* [What this task involves]
In the rows below, change every "in this photo" to "in this image" and keep everything else the same. Leave the pictures out of your version.

* [Listed entries]
★ ★ ★ ★ ★ ★ ★

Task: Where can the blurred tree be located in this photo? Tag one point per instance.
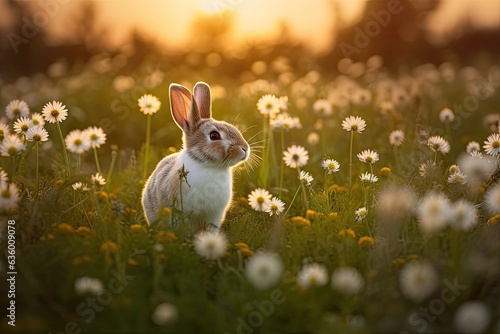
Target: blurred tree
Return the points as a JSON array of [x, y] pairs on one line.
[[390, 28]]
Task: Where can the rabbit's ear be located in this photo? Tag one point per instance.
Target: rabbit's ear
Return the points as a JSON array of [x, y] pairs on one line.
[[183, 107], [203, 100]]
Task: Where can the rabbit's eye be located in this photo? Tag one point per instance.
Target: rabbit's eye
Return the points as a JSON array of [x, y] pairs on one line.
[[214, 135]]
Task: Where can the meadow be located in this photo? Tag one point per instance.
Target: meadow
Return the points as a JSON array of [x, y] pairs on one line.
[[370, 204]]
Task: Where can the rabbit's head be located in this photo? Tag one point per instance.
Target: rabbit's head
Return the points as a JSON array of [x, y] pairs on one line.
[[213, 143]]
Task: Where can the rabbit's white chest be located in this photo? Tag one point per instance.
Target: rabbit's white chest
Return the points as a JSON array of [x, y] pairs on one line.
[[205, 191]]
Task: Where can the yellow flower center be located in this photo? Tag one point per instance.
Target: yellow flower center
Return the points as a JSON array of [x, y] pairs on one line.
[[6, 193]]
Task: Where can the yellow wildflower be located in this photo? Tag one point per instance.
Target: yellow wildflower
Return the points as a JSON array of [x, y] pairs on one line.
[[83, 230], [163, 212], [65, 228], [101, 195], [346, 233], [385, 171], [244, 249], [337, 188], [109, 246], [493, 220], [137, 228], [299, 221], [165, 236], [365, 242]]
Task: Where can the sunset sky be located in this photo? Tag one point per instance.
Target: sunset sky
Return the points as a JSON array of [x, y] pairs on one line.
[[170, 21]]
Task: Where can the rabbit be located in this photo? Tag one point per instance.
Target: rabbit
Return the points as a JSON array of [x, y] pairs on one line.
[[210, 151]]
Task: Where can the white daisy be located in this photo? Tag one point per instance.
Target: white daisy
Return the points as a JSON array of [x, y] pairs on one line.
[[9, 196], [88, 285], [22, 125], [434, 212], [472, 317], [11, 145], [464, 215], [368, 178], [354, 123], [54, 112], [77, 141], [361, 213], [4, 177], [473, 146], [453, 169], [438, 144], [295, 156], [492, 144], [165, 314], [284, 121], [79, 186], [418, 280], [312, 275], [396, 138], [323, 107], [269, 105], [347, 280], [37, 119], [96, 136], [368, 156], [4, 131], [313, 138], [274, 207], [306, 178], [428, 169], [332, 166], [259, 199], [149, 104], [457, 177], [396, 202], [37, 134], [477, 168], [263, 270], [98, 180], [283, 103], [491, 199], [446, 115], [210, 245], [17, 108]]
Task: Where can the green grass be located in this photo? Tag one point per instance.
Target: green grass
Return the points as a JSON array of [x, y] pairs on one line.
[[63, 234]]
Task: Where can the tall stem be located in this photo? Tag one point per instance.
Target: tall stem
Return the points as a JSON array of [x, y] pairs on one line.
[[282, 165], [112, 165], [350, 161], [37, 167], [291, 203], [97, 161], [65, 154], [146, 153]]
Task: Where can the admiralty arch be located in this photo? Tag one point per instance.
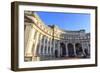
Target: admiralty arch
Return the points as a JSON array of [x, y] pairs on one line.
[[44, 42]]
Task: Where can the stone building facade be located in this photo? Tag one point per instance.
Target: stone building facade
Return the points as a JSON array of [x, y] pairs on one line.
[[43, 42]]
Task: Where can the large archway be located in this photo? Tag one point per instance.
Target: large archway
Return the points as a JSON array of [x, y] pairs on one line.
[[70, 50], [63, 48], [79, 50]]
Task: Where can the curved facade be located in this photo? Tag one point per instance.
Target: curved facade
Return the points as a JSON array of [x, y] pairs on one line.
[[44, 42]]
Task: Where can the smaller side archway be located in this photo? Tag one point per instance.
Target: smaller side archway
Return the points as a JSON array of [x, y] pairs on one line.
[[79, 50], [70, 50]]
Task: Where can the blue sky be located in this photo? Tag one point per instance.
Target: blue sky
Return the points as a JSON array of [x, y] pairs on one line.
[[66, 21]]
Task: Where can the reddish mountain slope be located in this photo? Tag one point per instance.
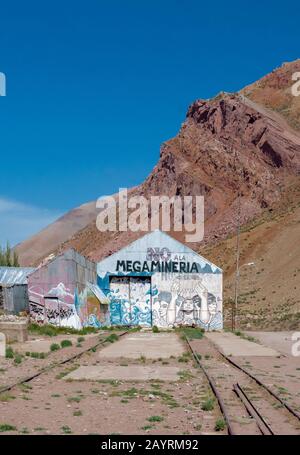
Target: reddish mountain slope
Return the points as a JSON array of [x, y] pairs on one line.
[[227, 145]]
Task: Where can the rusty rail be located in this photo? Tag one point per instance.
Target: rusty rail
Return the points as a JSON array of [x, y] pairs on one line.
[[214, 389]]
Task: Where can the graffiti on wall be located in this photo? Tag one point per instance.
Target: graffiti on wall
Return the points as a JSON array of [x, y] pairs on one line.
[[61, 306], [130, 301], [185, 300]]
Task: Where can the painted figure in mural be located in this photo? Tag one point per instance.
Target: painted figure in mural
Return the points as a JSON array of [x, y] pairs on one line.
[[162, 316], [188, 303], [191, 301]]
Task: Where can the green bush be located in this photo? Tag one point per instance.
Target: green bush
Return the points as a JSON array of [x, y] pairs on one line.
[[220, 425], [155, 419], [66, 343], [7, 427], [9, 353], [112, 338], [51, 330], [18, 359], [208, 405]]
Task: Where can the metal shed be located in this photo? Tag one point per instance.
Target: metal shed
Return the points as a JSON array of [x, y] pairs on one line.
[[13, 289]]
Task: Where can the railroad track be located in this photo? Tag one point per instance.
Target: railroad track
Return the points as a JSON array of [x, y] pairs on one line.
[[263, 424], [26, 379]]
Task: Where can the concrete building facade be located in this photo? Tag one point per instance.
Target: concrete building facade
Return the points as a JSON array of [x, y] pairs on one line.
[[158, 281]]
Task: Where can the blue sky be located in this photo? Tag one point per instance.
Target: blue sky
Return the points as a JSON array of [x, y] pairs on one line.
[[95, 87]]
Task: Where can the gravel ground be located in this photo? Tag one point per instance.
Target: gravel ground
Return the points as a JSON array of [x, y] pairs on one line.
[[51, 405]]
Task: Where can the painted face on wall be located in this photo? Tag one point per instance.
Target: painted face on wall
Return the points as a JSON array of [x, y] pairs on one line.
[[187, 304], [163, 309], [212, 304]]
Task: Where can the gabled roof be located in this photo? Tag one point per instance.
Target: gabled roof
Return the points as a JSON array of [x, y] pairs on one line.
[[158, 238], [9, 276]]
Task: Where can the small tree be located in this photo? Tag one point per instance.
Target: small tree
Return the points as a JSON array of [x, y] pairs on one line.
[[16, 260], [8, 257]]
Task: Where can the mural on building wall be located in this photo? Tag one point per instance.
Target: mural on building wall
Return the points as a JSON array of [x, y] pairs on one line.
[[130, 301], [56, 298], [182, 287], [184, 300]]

★ ★ ★ ★ ★ ★ ★

* [Problem solution]
Task: Where can the blurred tree be located in this image? Tag one point per instance.
Target: blurred tree
Return the points as a JSON array of [x, y] pairs on one line.
[[390, 28]]
Task: Where can the rabbit's ear be located in this image? Tag one point per instance.
Target: rabbit's ear
Return the points as a JSON array of [x, y] pairs on one line.
[[183, 107], [203, 100]]
Task: Where can the rabbit's eye be located in this image? Tag one point per instance.
Target: rabbit's eye
Return the points as a JSON array of [x, y] pairs on one line.
[[214, 135]]
Task: Where can the meadow be located in this image? Tag one point per instance.
Target: meadow
Return the points as a JSON array of [x, y] pairs on one line.
[[370, 204]]
Task: Where can the rabbit's head be located in this image? Tag one point per instance.
Target: rabbit's head
Return the points as a JSON array of [x, y] pairs on one line.
[[213, 143]]
Task: Where can the rabbit's white chest be located in this image? Tag one point per instance.
Target: rabbit's white chest
Return the points as a JSON array of [x, y] pairs on one line.
[[205, 191]]
Task: Where can the yellow flower center be located in this image? Tag one point per instance.
Target: yellow flower center
Return the points as a JSON array of [x, y] pairs on one line.
[[6, 193]]
Task: Where can the yellow wildflower be located in this image? Tag one point per instance.
Target: yellow wildflower
Return the points as a JSON array of [x, y] pairs on one line.
[[83, 230], [163, 212], [65, 228], [101, 195], [346, 233], [385, 171], [244, 249], [337, 188], [109, 246], [493, 220], [137, 228], [299, 221], [165, 236], [365, 242]]
Task: Where can the sunset sky be located in this image? Tag one point per instance.
Target: sunset sky
Return the points as a JSON array of [x, y] pairs on one line.
[[170, 21]]
Task: Where can the rabbit be located in this image? Tag one point per instance.
Target: rabbit
Return the points as a JSON array of [x, y] pairs on one line.
[[210, 151]]
Task: Where can the white daisy be located in this image? Tag one point per instance.
Target: white daisy
Return the points as a JSON array of [x, y] pairs on one line.
[[9, 196], [88, 285], [22, 125], [434, 212], [472, 317], [11, 145], [464, 215], [368, 178], [354, 123], [54, 112], [77, 141], [361, 213], [4, 177], [473, 146], [453, 169], [438, 144], [295, 156], [492, 144], [165, 314], [284, 121], [79, 186], [418, 280], [312, 275], [396, 138], [323, 107], [269, 105], [347, 280], [37, 119], [96, 136], [368, 156], [4, 131], [313, 138], [274, 207], [306, 178], [428, 169], [332, 166], [259, 199], [149, 104], [457, 177], [396, 202], [37, 134], [477, 168], [263, 270], [98, 180], [283, 103], [491, 199], [446, 115], [210, 245], [17, 108]]
Task: Where can the green grass be located in this image? Tag one point per instance.
Target: green grass
Return the points as a JSON array of [x, y] pairs on one line.
[[63, 234]]
Task: Where can the tall stem be located in this image? Tag one point per instance.
Target: tall stem
Return the points as a JSON array of [x, y] pairs on one line.
[[282, 165], [112, 165], [350, 161], [37, 167], [291, 203], [97, 161], [65, 154], [146, 153]]
Task: Where can the admiralty arch be located in this image? Tag one point per instance.
Target: admiralty arch
Return the points as a JSON array of [x, y] pairs on one line.
[[44, 42]]
Task: Where can the stone building facade be located in this image? Tag one point per instance.
Target: stone building facade
Return the points as a JSON array of [x, y] pairs on one line.
[[43, 42]]
Task: Where can the large archway be located in this image? Tag one point per instance.
Target: large archway
Return the points as a JSON array of [x, y] pairs on one line.
[[70, 50], [63, 48], [79, 50]]
Task: Where can the curved facade be located in this image? Tag one point per instance.
Target: curved facade
Return the points as a JSON array of [x, y] pairs on one line.
[[44, 42]]
Task: Where can the smaller side archway be located in this image? Tag one point per instance.
Target: smaller side archway
Return the points as a JSON array of [x, y] pairs on one line.
[[79, 50], [70, 50]]
Task: Where can the blue sky be located in this image? Tag one point per instance.
Target: blue sky
Return the points as a JSON array of [x, y] pairs on one line.
[[66, 21]]
Task: Where can the reddish mountain slope be located in this image? Tag one point per instance.
Target: reddish mountain slope
Return the points as a JSON array of [x, y] pairs on one line.
[[227, 145]]
Task: Where can the rusty rail be located in this image? Tag one point per instance.
Target: rusty rail
Return the points as a JSON array of [x, y] pairs on one line.
[[214, 389]]
Task: Where can the graffiti on wall be located in this image? Tag one point per instance.
Target: graffiti on wall
Return the points as a JSON array of [x, y] pairs on one line.
[[61, 306], [130, 301], [185, 300]]
Task: Where can the painted figure in mural be located in this image? Tag one point per instance.
Target: painted figure in mural
Return the points as a JSON array of [x, y] pairs on one line.
[[162, 316], [188, 303], [191, 301]]
Task: Where can the green bush be located in this image? Tag one point per instance.
Target: green bush
Return the points as a JSON array of [x, y] pairs on one line.
[[220, 425], [155, 419], [66, 343], [7, 427], [9, 353], [112, 338], [51, 330], [18, 359], [208, 405]]
Task: Where can the metal shed be located in this image? Tag one point per instance.
Target: metal shed
Return the points as a JSON array of [x, y] pairs on one line.
[[13, 289]]
Task: Where can the railroad track be located in this image? Tag one point per instance.
Target: railroad track
Return the points as a JSON array of [x, y] pairs on one line.
[[263, 424], [26, 379]]
Task: Where can the concrete building facade be located in this image? Tag one point per instance.
Target: concrete building facade
Return the points as a JSON array of [x, y] pairs on one line.
[[158, 281]]
Task: Where can the blue sky be located in this image? Tag one point per instance.
Target: blue sky
Return the points as a JSON array of [x, y] pairs on one line.
[[95, 87]]
Task: Where can the gravel ground be located in this image? Tag one point per instance.
Target: gravel ground
Return the points as a JSON array of [x, y] pairs on one line.
[[51, 405]]
Task: Where can the painted face on wall be located in this image? Tag one point per instance.
Target: painted face on wall
Return the points as a JSON array of [x, y] pairs on one line.
[[187, 304], [163, 309], [212, 304]]
Task: Where can the gabled roof be located in this image? Tag one point per instance.
Target: gabled roof
Return the points as a JSON array of [x, y] pairs on one line.
[[158, 238], [9, 276]]
Task: Where can the small tree be located in this image? Tag one point per instance.
Target: small tree
Return the points as a JSON array of [x, y] pairs on one line.
[[16, 260], [8, 257]]
Task: Where can the mural on building wall be located in this image? Tag one point per instance.
Target: mural on building wall
Return the points as a JSON array of [x, y] pairs on one line.
[[130, 301], [56, 298], [182, 287], [184, 300]]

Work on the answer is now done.